§ Activities:
[a] In the passage about dieting, what food does he say he can't eat?
[b] Render the rows from their first line through the line containing "267L140 271L2 251L3" as a numbered list, both of those lines included and blank lines left out.

§ Passage:
=== Section Start ===

Diets of any kind are very difficult to sustain, so one is bound to have the odd bad day here and there where one slips up. Particularly when it's reached a critical length. That doesn't mean the entire diet's ruined or that he doesn't to become slimmer because he's just had a night of helplessly howling his face off. The REASON why he howled his face off is because he's got this attitude:

 

"I can't eat cream cakes so that means I can't go the bakery and I can't even EAT FULL-STOP". And from this, you're concluding he doesn't want to lose weight predominantly for his own gain despite when 'own gain' includes gaining a new relationship - but with a certain non-stranger. Cos he certainly ain't doing it for his neighbour's benefit, and nor is he just for hers where he himself would rather not.

 

And beneath that, what I understand you to actually be saying is, If Rock were moving on towards or [c] he'd find it easier than moving fowards towards [a] (.... aka "Awww - too much like hard work - f*ck 'er and chuck 'er").

=== Section End ===

§ Records to use:
=== Section Start ===

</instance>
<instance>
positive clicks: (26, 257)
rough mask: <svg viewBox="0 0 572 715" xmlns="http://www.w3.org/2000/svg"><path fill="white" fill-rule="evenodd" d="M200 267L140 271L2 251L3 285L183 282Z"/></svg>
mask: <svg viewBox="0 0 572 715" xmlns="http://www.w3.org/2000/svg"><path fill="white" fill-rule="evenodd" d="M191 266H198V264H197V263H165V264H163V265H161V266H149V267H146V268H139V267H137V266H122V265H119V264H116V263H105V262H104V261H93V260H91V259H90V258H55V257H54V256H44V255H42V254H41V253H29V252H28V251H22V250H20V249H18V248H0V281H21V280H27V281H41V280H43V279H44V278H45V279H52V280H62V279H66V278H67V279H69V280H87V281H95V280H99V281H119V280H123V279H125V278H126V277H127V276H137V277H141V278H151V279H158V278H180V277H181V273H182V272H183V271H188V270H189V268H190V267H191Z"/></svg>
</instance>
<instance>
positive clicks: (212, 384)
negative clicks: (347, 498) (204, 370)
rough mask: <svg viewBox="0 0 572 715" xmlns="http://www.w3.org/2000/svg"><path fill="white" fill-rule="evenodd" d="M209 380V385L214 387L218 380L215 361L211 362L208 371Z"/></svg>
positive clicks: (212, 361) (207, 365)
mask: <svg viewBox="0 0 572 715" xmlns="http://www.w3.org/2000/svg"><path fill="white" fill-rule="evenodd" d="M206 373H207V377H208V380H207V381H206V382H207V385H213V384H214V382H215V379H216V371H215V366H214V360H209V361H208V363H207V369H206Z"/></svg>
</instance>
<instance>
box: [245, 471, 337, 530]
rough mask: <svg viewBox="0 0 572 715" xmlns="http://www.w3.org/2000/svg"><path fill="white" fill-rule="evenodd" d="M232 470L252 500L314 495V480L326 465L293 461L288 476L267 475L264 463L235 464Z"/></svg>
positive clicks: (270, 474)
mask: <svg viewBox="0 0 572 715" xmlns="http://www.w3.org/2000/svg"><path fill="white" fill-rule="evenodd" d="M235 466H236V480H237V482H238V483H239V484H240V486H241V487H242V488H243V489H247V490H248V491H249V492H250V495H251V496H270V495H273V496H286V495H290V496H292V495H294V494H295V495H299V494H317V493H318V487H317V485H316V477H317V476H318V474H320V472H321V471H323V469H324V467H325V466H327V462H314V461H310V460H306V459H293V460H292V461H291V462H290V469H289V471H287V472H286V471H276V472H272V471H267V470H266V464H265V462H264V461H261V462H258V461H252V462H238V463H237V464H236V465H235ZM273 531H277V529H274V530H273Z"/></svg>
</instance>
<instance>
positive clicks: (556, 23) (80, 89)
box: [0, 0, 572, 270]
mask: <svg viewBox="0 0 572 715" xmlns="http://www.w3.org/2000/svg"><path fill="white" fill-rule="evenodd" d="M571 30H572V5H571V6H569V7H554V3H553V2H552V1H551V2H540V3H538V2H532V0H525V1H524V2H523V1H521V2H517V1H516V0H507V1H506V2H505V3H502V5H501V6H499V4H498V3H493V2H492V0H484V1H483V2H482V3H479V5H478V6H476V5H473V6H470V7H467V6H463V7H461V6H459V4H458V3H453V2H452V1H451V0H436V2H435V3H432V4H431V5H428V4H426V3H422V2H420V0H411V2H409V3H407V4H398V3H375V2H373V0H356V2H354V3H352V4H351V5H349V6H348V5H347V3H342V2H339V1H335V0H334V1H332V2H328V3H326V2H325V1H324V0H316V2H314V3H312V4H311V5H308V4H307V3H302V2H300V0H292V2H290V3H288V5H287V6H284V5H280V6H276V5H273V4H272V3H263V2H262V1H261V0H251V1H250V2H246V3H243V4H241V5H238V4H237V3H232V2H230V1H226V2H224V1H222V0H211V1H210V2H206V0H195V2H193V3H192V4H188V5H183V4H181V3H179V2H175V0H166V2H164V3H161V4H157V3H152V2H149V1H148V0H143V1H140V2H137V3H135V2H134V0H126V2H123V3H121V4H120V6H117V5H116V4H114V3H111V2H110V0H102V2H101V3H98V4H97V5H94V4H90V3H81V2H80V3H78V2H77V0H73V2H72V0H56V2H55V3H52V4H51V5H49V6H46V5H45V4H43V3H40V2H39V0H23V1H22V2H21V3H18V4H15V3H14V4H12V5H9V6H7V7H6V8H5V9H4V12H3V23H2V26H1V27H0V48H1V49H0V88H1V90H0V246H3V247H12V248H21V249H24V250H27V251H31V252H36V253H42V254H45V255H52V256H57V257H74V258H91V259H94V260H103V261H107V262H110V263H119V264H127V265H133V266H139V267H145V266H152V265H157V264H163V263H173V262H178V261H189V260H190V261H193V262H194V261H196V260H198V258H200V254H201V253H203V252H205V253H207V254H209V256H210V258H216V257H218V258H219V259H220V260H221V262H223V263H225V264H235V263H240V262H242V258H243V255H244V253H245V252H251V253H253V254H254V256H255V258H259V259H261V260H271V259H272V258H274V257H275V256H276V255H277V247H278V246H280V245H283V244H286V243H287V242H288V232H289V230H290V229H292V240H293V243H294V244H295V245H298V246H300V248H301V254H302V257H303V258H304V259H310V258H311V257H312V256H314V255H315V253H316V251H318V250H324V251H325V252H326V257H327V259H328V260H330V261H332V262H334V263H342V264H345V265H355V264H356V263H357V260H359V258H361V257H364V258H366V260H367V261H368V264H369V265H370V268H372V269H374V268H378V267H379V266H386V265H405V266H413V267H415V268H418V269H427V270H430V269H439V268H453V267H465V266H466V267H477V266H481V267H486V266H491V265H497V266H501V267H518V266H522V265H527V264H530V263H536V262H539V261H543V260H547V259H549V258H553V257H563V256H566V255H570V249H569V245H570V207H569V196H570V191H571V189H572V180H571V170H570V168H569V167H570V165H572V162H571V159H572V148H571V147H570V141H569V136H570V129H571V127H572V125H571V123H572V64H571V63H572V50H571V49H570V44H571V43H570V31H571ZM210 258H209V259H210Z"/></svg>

=== Section End ===

§ Solutions to the problems:
[a] Cream cakes.

[b]
1. </instance>
2. <instance>
3. positive clicks: (26, 257)
4. rough mask: <svg viewBox="0 0 572 715" xmlns="http://www.w3.org/2000/svg"><path fill="white" fill-rule="evenodd" d="M200 267L140 271L2 251L3 285L183 282Z"/></svg>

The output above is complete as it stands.